Work request –
Below are some records. Print exactly the lines between the one holding "of the blinder" and the one holding "the white tent", inclusive, and nothing else.

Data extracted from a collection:
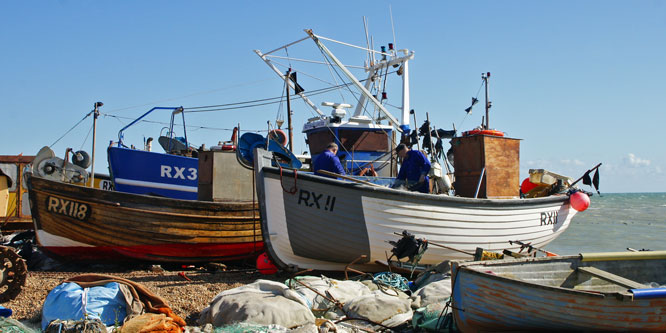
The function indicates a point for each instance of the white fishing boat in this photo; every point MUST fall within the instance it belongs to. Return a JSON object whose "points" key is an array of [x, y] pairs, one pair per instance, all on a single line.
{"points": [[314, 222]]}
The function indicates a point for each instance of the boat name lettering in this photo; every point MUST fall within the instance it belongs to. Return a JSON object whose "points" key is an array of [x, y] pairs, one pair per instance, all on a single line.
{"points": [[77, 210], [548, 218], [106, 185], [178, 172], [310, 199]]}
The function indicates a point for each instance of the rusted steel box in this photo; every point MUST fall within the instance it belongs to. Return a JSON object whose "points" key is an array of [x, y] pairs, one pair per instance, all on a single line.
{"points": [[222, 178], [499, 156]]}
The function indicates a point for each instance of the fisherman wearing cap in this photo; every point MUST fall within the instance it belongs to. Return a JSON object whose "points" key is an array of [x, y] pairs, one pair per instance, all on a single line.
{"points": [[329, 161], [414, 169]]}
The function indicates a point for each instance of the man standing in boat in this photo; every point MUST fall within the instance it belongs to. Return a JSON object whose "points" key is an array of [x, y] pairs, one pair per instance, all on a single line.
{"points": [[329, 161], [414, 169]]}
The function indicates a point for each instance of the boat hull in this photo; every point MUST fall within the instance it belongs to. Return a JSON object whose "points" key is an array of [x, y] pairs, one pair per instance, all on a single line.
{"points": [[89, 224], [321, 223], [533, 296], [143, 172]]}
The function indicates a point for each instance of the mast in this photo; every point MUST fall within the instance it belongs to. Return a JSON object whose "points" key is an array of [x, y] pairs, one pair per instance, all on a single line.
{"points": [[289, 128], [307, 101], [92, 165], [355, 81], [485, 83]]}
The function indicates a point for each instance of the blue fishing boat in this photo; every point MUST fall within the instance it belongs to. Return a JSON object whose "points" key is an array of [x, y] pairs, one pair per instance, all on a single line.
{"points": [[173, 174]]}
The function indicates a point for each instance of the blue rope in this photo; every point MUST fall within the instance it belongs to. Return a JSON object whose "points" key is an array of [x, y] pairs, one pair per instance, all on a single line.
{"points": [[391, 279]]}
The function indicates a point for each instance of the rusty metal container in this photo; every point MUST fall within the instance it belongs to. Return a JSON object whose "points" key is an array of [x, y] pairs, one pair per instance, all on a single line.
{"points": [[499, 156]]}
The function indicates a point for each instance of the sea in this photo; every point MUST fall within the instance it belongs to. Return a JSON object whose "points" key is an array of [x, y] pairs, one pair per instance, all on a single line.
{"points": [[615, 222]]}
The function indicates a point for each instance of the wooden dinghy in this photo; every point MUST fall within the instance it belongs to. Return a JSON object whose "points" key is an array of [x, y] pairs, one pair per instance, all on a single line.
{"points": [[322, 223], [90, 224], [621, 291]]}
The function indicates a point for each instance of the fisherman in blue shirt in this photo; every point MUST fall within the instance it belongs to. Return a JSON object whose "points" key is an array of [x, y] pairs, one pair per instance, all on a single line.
...
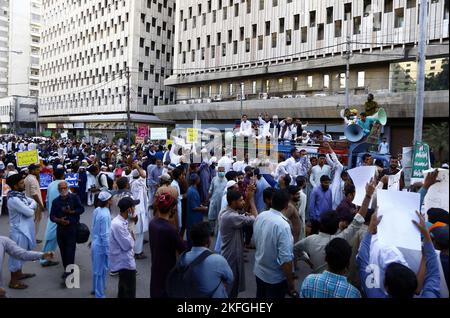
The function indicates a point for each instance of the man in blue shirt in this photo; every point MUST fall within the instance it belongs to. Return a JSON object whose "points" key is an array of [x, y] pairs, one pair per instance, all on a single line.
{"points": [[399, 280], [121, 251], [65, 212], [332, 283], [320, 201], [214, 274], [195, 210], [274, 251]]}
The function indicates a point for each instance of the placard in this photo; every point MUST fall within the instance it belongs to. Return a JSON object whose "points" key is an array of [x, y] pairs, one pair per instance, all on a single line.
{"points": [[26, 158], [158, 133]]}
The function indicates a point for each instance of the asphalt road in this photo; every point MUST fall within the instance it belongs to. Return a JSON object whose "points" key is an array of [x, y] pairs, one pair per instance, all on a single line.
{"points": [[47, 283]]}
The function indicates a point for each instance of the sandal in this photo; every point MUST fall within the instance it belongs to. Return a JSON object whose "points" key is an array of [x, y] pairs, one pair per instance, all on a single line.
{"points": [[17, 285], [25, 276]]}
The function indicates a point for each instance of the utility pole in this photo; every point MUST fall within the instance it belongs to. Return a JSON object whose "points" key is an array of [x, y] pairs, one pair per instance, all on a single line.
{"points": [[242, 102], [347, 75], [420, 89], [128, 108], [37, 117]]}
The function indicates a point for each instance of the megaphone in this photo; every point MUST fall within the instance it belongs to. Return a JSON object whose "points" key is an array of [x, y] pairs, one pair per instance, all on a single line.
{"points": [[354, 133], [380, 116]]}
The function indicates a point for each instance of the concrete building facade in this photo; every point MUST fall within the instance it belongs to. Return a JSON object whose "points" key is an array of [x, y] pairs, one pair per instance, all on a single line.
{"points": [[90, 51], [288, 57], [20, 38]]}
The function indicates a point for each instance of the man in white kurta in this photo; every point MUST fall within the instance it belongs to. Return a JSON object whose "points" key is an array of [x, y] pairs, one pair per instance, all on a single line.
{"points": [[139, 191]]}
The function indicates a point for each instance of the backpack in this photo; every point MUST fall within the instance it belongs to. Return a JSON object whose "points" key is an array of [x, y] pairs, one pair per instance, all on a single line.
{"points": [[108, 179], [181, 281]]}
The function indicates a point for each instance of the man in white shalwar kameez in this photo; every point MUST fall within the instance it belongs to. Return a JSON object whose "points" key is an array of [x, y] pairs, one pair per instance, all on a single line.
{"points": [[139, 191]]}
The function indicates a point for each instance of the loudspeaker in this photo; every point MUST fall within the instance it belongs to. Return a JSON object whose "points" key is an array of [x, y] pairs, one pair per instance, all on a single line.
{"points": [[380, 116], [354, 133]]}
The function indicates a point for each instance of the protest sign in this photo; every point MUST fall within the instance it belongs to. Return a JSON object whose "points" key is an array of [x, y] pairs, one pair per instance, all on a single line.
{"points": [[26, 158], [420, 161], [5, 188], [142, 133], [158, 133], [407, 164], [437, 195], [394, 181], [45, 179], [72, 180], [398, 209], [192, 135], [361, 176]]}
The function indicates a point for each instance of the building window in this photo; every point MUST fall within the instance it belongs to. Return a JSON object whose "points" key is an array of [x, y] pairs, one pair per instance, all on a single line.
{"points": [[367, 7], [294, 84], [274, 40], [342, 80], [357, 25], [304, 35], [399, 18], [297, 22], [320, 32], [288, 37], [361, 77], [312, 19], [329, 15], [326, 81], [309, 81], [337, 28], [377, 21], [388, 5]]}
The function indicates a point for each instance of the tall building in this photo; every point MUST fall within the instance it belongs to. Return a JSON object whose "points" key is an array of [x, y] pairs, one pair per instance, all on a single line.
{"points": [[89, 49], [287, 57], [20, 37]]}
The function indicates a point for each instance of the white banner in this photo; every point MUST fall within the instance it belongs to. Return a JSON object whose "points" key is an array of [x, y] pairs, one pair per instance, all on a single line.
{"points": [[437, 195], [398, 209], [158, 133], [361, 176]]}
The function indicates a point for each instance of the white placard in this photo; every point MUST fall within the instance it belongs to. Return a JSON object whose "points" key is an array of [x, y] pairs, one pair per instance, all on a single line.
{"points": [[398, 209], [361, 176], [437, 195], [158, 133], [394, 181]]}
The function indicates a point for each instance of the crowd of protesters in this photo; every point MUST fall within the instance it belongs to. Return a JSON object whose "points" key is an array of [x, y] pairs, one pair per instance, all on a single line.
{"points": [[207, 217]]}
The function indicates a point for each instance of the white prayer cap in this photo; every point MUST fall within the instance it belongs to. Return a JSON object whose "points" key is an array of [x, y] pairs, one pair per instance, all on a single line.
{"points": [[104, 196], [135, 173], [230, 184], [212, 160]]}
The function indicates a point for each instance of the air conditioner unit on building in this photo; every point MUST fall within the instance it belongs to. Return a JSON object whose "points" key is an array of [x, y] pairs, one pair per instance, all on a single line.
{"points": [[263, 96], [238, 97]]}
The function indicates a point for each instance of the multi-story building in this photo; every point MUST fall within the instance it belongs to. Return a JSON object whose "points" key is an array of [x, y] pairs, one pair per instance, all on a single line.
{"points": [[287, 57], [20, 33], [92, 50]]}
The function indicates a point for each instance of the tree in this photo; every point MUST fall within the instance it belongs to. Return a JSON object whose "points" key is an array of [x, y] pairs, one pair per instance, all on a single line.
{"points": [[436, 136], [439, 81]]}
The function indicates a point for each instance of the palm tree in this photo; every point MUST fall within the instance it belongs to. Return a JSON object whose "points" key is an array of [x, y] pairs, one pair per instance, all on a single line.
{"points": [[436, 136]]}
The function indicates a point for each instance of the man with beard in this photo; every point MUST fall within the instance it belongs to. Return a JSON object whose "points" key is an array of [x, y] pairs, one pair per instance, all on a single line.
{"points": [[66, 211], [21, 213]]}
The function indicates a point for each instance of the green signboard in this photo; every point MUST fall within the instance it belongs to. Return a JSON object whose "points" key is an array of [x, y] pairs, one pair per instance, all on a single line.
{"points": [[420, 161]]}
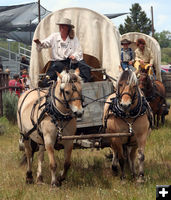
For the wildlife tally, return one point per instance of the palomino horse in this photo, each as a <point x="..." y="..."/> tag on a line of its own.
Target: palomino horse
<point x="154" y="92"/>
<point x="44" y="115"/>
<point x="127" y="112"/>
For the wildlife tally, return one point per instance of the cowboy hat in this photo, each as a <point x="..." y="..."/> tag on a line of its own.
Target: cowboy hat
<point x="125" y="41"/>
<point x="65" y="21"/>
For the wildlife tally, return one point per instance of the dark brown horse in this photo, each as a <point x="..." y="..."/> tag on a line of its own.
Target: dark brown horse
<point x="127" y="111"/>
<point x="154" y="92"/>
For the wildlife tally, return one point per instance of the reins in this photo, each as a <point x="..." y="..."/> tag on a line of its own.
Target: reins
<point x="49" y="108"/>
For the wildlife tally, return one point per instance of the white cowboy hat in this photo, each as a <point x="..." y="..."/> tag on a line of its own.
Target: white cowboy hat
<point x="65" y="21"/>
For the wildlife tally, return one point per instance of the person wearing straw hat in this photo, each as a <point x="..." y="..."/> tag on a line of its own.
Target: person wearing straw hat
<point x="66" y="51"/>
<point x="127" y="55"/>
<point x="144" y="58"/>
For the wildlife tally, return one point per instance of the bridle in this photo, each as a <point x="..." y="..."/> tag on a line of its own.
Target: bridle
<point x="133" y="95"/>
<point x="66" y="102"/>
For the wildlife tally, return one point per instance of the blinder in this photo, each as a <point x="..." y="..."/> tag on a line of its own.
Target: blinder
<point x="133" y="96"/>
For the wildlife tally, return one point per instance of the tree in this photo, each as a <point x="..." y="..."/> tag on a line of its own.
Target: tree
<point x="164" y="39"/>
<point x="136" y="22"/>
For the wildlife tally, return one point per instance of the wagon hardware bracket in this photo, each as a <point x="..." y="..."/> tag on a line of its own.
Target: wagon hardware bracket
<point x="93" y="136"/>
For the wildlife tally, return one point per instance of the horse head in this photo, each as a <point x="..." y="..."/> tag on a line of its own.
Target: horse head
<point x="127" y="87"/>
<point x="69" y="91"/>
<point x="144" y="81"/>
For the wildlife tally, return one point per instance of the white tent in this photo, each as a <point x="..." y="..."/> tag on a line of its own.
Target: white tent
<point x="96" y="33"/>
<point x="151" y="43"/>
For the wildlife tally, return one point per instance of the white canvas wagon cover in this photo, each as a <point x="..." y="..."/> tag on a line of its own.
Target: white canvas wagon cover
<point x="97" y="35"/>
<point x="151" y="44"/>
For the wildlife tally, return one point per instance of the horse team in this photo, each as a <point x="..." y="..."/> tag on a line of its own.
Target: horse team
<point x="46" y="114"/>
---
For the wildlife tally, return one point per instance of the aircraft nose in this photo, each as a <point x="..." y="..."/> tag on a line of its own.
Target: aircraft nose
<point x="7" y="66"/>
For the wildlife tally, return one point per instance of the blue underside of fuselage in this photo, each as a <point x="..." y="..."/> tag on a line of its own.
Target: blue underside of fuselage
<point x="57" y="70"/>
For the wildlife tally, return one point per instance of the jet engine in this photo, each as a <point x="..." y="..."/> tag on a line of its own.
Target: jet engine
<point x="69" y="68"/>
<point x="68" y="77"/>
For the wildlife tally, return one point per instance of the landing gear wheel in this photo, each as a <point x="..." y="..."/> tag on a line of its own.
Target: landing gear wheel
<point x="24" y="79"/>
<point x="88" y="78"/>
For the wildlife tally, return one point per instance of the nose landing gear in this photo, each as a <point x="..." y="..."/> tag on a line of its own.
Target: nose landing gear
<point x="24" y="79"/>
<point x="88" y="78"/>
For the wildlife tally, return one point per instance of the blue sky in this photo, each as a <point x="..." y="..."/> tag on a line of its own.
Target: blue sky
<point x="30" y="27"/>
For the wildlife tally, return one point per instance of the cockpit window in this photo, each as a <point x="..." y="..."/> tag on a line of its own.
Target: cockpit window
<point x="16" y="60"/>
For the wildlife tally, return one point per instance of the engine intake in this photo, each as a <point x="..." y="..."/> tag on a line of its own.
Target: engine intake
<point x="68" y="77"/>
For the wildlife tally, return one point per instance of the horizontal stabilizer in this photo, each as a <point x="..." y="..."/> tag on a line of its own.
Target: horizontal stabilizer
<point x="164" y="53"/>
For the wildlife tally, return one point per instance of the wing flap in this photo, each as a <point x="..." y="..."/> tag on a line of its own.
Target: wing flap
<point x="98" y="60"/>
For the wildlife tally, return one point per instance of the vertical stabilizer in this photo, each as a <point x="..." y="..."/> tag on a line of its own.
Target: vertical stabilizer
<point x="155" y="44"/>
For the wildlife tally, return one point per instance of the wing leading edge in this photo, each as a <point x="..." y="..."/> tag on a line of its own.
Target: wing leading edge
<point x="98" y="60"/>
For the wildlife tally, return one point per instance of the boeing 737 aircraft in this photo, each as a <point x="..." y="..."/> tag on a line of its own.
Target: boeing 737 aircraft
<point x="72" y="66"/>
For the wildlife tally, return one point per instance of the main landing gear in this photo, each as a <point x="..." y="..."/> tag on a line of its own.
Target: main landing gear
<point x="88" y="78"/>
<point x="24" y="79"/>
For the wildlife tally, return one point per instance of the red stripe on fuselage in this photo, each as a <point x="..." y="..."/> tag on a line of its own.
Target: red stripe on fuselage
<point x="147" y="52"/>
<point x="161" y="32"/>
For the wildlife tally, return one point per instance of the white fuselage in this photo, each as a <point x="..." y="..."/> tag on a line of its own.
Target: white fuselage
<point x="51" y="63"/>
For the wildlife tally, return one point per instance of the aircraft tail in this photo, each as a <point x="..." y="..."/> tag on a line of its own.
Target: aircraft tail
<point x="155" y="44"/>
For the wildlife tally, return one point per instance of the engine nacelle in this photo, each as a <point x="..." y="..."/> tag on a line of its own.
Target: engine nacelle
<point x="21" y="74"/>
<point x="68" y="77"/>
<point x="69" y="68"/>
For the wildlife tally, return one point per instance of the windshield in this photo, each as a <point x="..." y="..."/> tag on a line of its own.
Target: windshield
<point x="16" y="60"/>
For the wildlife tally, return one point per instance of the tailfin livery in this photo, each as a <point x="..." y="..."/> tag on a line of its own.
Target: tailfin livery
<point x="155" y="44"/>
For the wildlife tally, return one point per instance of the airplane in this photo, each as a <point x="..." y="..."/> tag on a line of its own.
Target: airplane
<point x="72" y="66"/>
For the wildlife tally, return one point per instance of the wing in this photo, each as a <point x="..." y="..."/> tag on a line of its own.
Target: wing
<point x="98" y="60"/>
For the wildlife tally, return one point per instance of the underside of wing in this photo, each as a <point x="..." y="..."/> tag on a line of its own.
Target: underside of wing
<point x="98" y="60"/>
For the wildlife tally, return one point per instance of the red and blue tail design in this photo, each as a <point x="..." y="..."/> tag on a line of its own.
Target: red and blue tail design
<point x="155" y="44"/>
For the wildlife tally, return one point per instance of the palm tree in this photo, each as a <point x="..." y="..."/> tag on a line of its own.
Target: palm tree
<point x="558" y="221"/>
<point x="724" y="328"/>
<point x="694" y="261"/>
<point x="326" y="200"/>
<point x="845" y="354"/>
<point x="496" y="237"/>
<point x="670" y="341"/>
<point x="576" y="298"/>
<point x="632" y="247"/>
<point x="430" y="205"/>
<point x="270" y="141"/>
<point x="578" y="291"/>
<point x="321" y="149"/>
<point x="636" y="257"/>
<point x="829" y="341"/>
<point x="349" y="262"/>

Exercise result –
For the wildlife tally, return one point per instance of the blinder in this photo, each as a <point x="..." y="..."/> tag on a line of its own.
Target: blinder
<point x="133" y="96"/>
For the wildlife tally, return one point per instance of the tree in this photo, each as a <point x="..." y="..."/> tag on a line of its own.
Target: tree
<point x="164" y="39"/>
<point x="136" y="22"/>
For the wildlife tally, return one point per instance of the wagon hardware bracket in this photo, each as a <point x="..." y="..."/> tag on a line of its own.
Target: wagon hardware bracket
<point x="93" y="136"/>
For the wildlife tally, return one point per instance of the horse head in this photo, each as a <point x="..." y="..."/> tag on a line of its own.
Target: horse head
<point x="127" y="87"/>
<point x="69" y="91"/>
<point x="144" y="81"/>
For the wildlife tally, return one point per instance of the white tent in this photo, each as a <point x="..." y="..."/> tag on a line of its own.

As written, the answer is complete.